-- Start --

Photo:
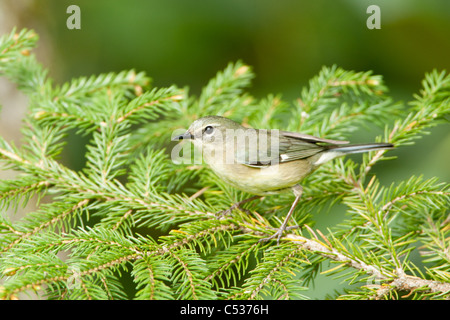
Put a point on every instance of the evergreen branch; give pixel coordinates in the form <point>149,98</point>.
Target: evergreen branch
<point>397,281</point>
<point>131,210</point>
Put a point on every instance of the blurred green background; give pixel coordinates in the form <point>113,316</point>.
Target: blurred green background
<point>286,42</point>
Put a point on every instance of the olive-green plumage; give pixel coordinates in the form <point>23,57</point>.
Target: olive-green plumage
<point>264,162</point>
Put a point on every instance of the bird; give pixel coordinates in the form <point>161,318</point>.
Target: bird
<point>265,161</point>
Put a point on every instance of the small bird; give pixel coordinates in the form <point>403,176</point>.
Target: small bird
<point>265,162</point>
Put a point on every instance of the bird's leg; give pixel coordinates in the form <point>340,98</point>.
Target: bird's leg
<point>298,190</point>
<point>222,213</point>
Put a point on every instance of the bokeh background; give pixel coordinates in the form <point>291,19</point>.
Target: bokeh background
<point>286,42</point>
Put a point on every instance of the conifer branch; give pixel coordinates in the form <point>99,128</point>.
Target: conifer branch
<point>132,210</point>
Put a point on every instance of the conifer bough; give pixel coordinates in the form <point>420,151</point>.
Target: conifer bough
<point>131,213</point>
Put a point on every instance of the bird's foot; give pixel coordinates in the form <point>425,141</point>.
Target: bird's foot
<point>278,234</point>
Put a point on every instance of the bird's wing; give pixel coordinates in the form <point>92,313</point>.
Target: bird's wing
<point>280,147</point>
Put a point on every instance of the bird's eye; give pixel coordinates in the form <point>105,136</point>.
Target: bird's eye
<point>208,130</point>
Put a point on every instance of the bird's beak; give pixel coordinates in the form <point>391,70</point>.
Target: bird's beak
<point>185,136</point>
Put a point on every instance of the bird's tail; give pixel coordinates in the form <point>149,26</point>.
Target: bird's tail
<point>358,148</point>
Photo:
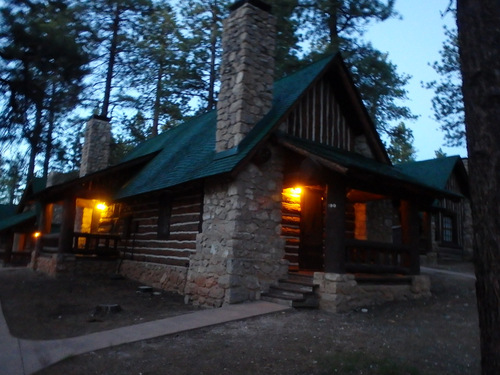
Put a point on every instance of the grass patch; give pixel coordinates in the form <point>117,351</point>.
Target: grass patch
<point>357,363</point>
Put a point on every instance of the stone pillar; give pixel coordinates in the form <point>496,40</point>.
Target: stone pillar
<point>335,226</point>
<point>96,147</point>
<point>240,250</point>
<point>247,71</point>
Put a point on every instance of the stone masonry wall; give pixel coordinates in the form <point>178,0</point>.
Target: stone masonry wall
<point>341,292</point>
<point>247,73</point>
<point>96,147</point>
<point>240,250</point>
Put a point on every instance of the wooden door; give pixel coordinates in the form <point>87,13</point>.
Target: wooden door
<point>311,230</point>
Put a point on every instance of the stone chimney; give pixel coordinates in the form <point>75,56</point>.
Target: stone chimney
<point>96,146</point>
<point>247,71</point>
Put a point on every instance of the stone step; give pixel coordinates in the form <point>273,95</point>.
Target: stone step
<point>383,280</point>
<point>299,279</point>
<point>296,291</point>
<point>269,298</point>
<point>295,287</point>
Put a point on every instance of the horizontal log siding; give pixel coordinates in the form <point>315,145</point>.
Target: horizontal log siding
<point>318,117</point>
<point>144,245</point>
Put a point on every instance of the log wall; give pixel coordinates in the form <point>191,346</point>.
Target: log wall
<point>318,117</point>
<point>144,244</point>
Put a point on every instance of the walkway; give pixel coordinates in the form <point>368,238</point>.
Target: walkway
<point>24,357</point>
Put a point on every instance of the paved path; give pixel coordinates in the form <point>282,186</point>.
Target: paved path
<point>23,357</point>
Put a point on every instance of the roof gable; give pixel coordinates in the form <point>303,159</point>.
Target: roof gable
<point>187,152</point>
<point>438,172</point>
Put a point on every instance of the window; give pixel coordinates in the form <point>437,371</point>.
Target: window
<point>447,229</point>
<point>164,213</point>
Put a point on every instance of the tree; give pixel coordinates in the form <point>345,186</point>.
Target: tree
<point>42,64</point>
<point>113,22</point>
<point>11,177</point>
<point>478,35</point>
<point>338,25</point>
<point>155,71</point>
<point>202,30</point>
<point>448,101</point>
<point>400,148</point>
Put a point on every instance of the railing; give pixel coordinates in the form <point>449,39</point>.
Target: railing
<point>95,244</point>
<point>378,257</point>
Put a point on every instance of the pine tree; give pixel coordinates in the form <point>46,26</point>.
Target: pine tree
<point>339,25</point>
<point>447,102</point>
<point>478,36</point>
<point>42,66</point>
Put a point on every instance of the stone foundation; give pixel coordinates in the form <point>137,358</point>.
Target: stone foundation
<point>341,292</point>
<point>160,276</point>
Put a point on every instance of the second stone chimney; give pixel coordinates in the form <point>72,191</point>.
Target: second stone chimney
<point>247,71</point>
<point>96,145</point>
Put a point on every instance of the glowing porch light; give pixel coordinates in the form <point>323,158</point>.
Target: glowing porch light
<point>101,206</point>
<point>293,192</point>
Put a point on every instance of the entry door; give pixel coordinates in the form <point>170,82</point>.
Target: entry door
<point>311,230</point>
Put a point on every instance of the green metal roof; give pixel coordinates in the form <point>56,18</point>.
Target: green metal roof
<point>187,152</point>
<point>434,172</point>
<point>359,164</point>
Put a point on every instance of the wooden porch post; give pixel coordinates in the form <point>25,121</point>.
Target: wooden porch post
<point>67,225</point>
<point>410,233</point>
<point>8,247</point>
<point>335,226</point>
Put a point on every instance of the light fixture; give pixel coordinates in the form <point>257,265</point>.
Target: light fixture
<point>101,206</point>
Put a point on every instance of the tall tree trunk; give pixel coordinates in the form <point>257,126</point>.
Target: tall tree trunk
<point>156,109</point>
<point>333,27</point>
<point>113,50</point>
<point>479,35</point>
<point>49,141</point>
<point>35,142</point>
<point>213,56</point>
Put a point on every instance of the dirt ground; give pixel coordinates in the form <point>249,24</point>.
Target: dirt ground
<point>438,335</point>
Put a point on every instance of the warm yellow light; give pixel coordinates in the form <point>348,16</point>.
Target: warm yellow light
<point>101,206</point>
<point>293,192</point>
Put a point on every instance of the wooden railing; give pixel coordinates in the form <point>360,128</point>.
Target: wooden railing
<point>378,257</point>
<point>95,244</point>
<point>84,244</point>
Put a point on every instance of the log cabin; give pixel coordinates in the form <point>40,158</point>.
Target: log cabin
<point>449,222</point>
<point>284,192</point>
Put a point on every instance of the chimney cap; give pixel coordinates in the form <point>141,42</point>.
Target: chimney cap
<point>257,3</point>
<point>101,118</point>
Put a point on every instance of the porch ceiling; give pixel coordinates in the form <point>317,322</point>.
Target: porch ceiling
<point>363,173</point>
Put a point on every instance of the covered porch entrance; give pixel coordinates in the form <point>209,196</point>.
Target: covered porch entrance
<point>332,228</point>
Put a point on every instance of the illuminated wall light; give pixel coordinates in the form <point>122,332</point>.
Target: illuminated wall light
<point>101,206</point>
<point>293,192</point>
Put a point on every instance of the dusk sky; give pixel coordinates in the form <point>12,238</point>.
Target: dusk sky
<point>412,43</point>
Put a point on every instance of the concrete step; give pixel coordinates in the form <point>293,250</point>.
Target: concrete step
<point>297,291</point>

-- End --

◆ **PROBLEM STATEMENT**: Pictures in the data above should not be copied; transcribe everything else exactly.

◆ **TASK RESULT**:
Photo:
Put a point on every instance of the evergreen branch; give pixel coordinates in the form <point>149,98</point>.
Target: evergreen branch
<point>397,281</point>
<point>131,210</point>
Put a point on every instance of the blurred green background; give pixel coordinates in the form <point>113,316</point>.
Target: blurred green background
<point>286,42</point>
Put a point on every instance of the olive-green plumage; give pixel coordinates in the form <point>23,57</point>.
Target: olive-green plumage
<point>264,162</point>
Put a point on every instance of the bird; give pixel coordinates in the form <point>161,318</point>.
Target: bird
<point>265,161</point>
Put a point on every instance of the small bird; give pixel coordinates in the form <point>403,176</point>.
Target: small bird
<point>265,162</point>
Put a point on every instance of the bird's leg; give pixel coordinates in the form <point>340,98</point>.
Target: bird's leg
<point>298,190</point>
<point>222,213</point>
Put a point on every instance of the bokeh background; give pixel coordinates in the form <point>291,19</point>.
Target: bokeh background
<point>286,42</point>
Put a point on every instance of the conifer branch; give pixel coordinates in the form <point>99,128</point>.
Target: conifer branch
<point>132,210</point>
Put a point on every instance of the conifer bough; give pixel coordinates in the form <point>420,151</point>.
Target: conifer bough
<point>131,213</point>
Put a point on every instance of the bird's foot; give pixel coordinates in the form <point>425,141</point>.
Target: bird's foot
<point>278,234</point>
Put a point on every instance of the bird's wing; give pixel coordinates in the form <point>92,313</point>.
Target: bird's wing
<point>280,147</point>
Put a point on every instance of the bird's eye; give pixel coordinates in the form <point>105,136</point>.
Target: bird's eye
<point>208,130</point>
Put a point on every instance of the bird's beak; give pixel coordinates in the form <point>391,70</point>.
Target: bird's beak
<point>185,136</point>
Put a point on every instance of the bird's tail; give pixel coordinates in the form <point>149,26</point>.
Target: bird's tail
<point>358,148</point>
Photo:
Put a point on every instance of the grass patch; give pixel coordinates in the form <point>117,351</point>.
Target: grass patch
<point>357,363</point>
Put a point on every instance of the stone pillar; give pixel coordinates in the form <point>496,40</point>.
Target: stone pillar
<point>335,226</point>
<point>96,147</point>
<point>240,250</point>
<point>247,71</point>
Put a point on every instance of the stone masonry wall; give pixel coordinates in the form <point>178,0</point>.
Target: stone masonry wall
<point>341,292</point>
<point>247,73</point>
<point>96,147</point>
<point>240,250</point>
Put a point on every instance of the wooden door; give pixel coordinates in the form <point>87,13</point>.
Target: wooden door
<point>311,230</point>
Put a point on every instance of the stone chimney; give pixel coordinates in the form <point>75,56</point>.
Target: stone chimney
<point>96,146</point>
<point>247,71</point>
Put a point on every instance of the stone step; give pixel coordinates in the form <point>273,95</point>.
Target: stone step
<point>383,280</point>
<point>299,279</point>
<point>296,291</point>
<point>269,298</point>
<point>295,287</point>
Put a point on every instance of the horizontal log siding; give pixel coordinates in the form <point>315,145</point>.
Target: horizontal log siding
<point>318,117</point>
<point>144,245</point>
Put a point on every instance of the log wall; give pixel coordinates in the form <point>191,346</point>.
Target: log wall
<point>318,117</point>
<point>144,244</point>
Put a point on every instance of the walkway; give pixel coordinates in the form <point>368,238</point>.
Target: walkway
<point>24,357</point>
Put a point on every instance of the paved path; give pixel coordinates in the form <point>282,186</point>.
Target: paved path
<point>23,357</point>
Put a point on every instance of the roof gable; give pixel coordinates in the form <point>303,159</point>.
Target: roof gable
<point>187,152</point>
<point>438,172</point>
Put a point on every instance of the window; give pixel coordinates in the form <point>437,371</point>.
Target: window
<point>447,229</point>
<point>164,213</point>
Put a point on every instance of the tree; give pixel coordinates in the form <point>345,186</point>.
Target: tree
<point>42,64</point>
<point>113,22</point>
<point>11,177</point>
<point>478,35</point>
<point>338,25</point>
<point>155,71</point>
<point>202,30</point>
<point>448,101</point>
<point>400,148</point>
Put a point on every instance of the railing; give pixel coordinates in the form <point>449,39</point>.
Target: railing
<point>95,244</point>
<point>378,257</point>
Put a point on every instance of the pine tree; give pixel coordinates in the form <point>46,26</point>.
Target: pine tree
<point>339,25</point>
<point>447,102</point>
<point>478,36</point>
<point>42,66</point>
Put a point on every instance of the stone foundation; give pixel coordinates in the form <point>137,358</point>.
Target: stone foundation
<point>341,292</point>
<point>160,276</point>
Put a point on every instance of the second stone chimney; give pixel coordinates in the form <point>72,191</point>.
Target: second stone chimney
<point>247,71</point>
<point>96,145</point>
Put a point on every instance of the glowing porch light; give pixel coordinates in the form <point>323,158</point>.
Target: glowing porch light
<point>101,206</point>
<point>293,192</point>
Put a point on every instance of the entry door; give pixel coordinates in the form <point>170,82</point>.
Target: entry door
<point>311,230</point>
Put a point on every instance of the green metal roof; give pixel coordinates in the form <point>56,18</point>.
Target: green metal roof
<point>187,152</point>
<point>434,172</point>
<point>359,164</point>
Put a point on every instance of the wooden porch post; give pixel coordinates in the form <point>25,121</point>.
Target: wooden porch post
<point>67,225</point>
<point>410,233</point>
<point>8,247</point>
<point>335,226</point>
Put a point on every instance of the light fixture; give pixel coordinates in the form <point>257,265</point>.
Target: light fixture
<point>101,206</point>
Put a point on every instance of the tall tree trunk; give pixel coordinates in the form <point>257,126</point>.
Target: tall tree trunk
<point>156,109</point>
<point>333,27</point>
<point>113,50</point>
<point>479,35</point>
<point>49,141</point>
<point>35,142</point>
<point>213,56</point>
Put a point on every instance of the dirt ground; give pixel coordinates in the form <point>249,24</point>.
Target: dirt ground
<point>438,335</point>
Put a point on every instance of the warm yellow light; give pixel coordinates in the form <point>348,16</point>.
Target: warm yellow light
<point>101,206</point>
<point>293,192</point>
Put a point on every instance of the wooden railing; give pixel coordinates in the form <point>360,128</point>.
Target: wooden railing
<point>378,257</point>
<point>95,244</point>
<point>84,244</point>
Put a point on every instance of the log cabin; give pixel coordinates in the form <point>40,158</point>.
Target: log cabin
<point>449,222</point>
<point>284,192</point>
Put a point on every instance of the chimney cap; give pixel coordinates in the form <point>141,42</point>.
Target: chimney cap
<point>257,3</point>
<point>101,118</point>
Put a point on every instance of the porch ceiling; give pixel coordinates in the form <point>317,322</point>.
Target: porch ceiling
<point>363,173</point>
Put a point on every instance of the covered porch entrance; give pixel coordinates in the form <point>209,196</point>.
Target: covered porch entrance
<point>332,228</point>
Put a point on every instance of the illuminated wall light; give pixel coordinates in the form <point>122,332</point>.
Target: illuminated wall light
<point>101,206</point>
<point>293,192</point>
Put a point on every instance of the dusk sky; give pixel coordinates in the form <point>12,238</point>.
Target: dusk sky
<point>412,43</point>
Put a point on every instance of the concrete step; give pixel coordinates in the form <point>293,250</point>.
Target: concrete step
<point>297,291</point>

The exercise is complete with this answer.